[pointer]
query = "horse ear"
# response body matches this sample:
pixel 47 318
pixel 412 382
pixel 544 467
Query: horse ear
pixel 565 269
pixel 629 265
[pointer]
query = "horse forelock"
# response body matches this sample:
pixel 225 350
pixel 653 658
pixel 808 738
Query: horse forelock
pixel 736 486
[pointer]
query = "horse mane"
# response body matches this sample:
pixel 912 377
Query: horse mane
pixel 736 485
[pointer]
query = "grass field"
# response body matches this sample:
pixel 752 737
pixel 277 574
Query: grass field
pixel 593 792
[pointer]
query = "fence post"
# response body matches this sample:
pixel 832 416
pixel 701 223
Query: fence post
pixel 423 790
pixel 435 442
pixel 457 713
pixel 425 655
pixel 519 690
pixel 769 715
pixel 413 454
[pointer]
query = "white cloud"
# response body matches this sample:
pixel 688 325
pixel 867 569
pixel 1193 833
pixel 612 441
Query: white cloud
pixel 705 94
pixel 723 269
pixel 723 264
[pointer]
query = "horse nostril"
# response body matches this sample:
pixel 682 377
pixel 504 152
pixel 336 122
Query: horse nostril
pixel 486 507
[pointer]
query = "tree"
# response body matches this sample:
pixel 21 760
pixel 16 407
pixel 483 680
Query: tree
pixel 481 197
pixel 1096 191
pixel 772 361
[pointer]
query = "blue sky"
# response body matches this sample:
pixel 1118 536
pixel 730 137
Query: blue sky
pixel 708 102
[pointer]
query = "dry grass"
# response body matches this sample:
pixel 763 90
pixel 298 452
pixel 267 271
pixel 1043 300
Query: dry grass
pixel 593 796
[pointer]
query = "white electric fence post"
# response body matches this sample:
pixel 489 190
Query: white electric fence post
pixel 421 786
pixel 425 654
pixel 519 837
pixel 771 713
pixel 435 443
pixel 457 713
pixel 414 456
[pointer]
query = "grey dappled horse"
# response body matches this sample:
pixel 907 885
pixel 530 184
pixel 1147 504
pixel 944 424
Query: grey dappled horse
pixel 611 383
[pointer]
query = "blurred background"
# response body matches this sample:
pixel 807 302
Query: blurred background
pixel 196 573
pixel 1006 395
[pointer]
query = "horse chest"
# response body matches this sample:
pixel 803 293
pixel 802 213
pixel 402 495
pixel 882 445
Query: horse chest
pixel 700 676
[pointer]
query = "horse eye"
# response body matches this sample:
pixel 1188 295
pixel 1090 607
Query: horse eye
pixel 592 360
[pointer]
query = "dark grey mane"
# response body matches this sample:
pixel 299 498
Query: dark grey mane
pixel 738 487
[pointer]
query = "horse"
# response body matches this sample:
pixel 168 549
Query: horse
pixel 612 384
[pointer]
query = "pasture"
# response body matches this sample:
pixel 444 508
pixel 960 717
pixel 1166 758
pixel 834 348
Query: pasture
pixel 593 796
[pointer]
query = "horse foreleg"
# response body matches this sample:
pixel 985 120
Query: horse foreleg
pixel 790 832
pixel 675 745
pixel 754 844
+ + + + +
**Set exercise:**
Quote the whole listing above, leaving nothing out.

**Answer in full:**
[pointer]
query = "horse ear"
# response body matches this sample:
pixel 47 318
pixel 412 382
pixel 544 467
Query: horse ear
pixel 565 269
pixel 629 265
[pointer]
query = "horse forelock"
# response body matches this sample:
pixel 225 350
pixel 653 658
pixel 808 738
Query: horse forelock
pixel 736 486
[pointer]
query = "horse mane"
# response body matches this sample:
pixel 912 377
Query: horse mane
pixel 736 485
[pointer]
query = "grass field"
# response body matches this sample:
pixel 752 737
pixel 277 574
Query: grass field
pixel 593 792
[pointer]
query = "fence post"
# response body matches this sample:
pixel 832 416
pixel 701 223
Query: fence post
pixel 423 790
pixel 435 442
pixel 457 713
pixel 425 655
pixel 519 690
pixel 769 715
pixel 413 454
[pointer]
query = "white cloud"
# response body matches this sample:
pixel 688 325
pixel 867 569
pixel 1193 833
pixel 612 441
Query: white cloud
pixel 705 94
pixel 723 269
pixel 723 264
[pointer]
query = "horse nostril"
# response body matches this sample:
pixel 682 377
pixel 504 152
pixel 336 122
Query: horse nostril
pixel 486 507
[pointer]
query = "tree"
# response body matches this sample:
pixel 21 760
pixel 16 407
pixel 483 680
Query: tree
pixel 481 197
pixel 1096 191
pixel 772 361
[pointer]
query = "blue sky"
# response body matches this sample:
pixel 1118 536
pixel 730 137
Query: blue sky
pixel 708 102
[pointer]
query = "dry grass"
# response body matches this sample:
pixel 763 90
pixel 298 452
pixel 267 271
pixel 1043 300
Query: dry grass
pixel 593 796
[pointer]
query = "white electric fence post"
# response body matches this sample:
pixel 489 190
Query: white electric fence post
pixel 421 786
pixel 425 654
pixel 519 837
pixel 771 713
pixel 435 443
pixel 457 713
pixel 414 456
[pointer]
query = "grey dappled horse"
# response body matches this sample:
pixel 907 885
pixel 530 184
pixel 1147 504
pixel 944 424
Query: grey dappled horse
pixel 611 383
[pointer]
query = "blurred background"
# response body matches this sample:
pixel 807 302
Query: blurred background
pixel 196 573
pixel 1006 395
[pointer]
query = "horse chest"
# response body matches this sample:
pixel 803 293
pixel 802 213
pixel 402 495
pixel 882 445
Query: horse chest
pixel 700 676
[pointer]
query = "horse eye"
# response body matches this sample:
pixel 1188 295
pixel 1090 607
Query: horse eye
pixel 592 360
[pointer]
query = "dark grey mane"
# response body matches this sample:
pixel 299 498
Query: dark grey mane
pixel 738 487
[pointer]
query = "horse"
# response body matches this sample:
pixel 168 549
Query: horse
pixel 612 384
[pointer]
query = "pasture"
# response body matches this sample:
pixel 444 508
pixel 960 717
pixel 1166 758
pixel 834 348
Query: pasture
pixel 593 796
[pointer]
query = "horse foreleg"
# response body matches this sample:
pixel 985 120
Query: horse foreleg
pixel 790 832
pixel 675 745
pixel 754 844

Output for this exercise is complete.